If a line holds an image, leave the image out; write out everything else in the records exactly.
*** Opening RECORDS PROVIDED ***
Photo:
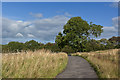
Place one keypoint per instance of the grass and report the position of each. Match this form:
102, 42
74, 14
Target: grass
38, 64
105, 63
*** Closing RECORDS PROVIDED ***
RESPONSE TO THE TASK -
Photo:
Place one keypoint per instance of the grass and report the position of each. Match this form:
102, 42
74, 14
Target: grass
38, 64
105, 63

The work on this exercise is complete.